- Instructions for the task:
Could you quote, word for word, every line of the records below, from the line containing "Category to detect: dry grass field" down through the line containing "[406,453,439,479]", including both of those lines?

- Given data:
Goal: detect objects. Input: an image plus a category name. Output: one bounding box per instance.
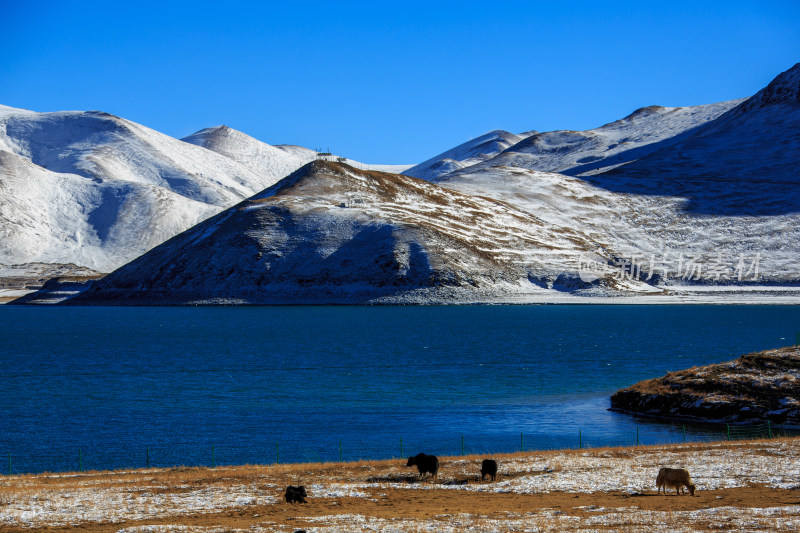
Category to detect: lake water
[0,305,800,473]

--

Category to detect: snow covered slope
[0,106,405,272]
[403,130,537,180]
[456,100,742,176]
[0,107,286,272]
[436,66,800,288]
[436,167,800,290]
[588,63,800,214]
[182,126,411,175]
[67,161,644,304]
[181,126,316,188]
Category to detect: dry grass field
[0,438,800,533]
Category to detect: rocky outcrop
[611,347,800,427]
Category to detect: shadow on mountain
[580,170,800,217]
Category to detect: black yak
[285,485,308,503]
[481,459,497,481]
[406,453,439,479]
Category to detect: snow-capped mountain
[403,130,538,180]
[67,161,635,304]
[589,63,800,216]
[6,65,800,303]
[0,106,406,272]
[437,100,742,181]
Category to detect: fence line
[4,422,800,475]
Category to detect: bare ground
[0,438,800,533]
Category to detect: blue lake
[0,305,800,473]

- Written solution:
Category to detect: dry grass field
[0,438,800,533]
Category to detect: rocky outcrop
[611,347,800,427]
Category to detect: shadow on mountain
[580,170,800,217]
Category to detect: black yak
[285,485,308,503]
[481,459,497,481]
[406,453,439,479]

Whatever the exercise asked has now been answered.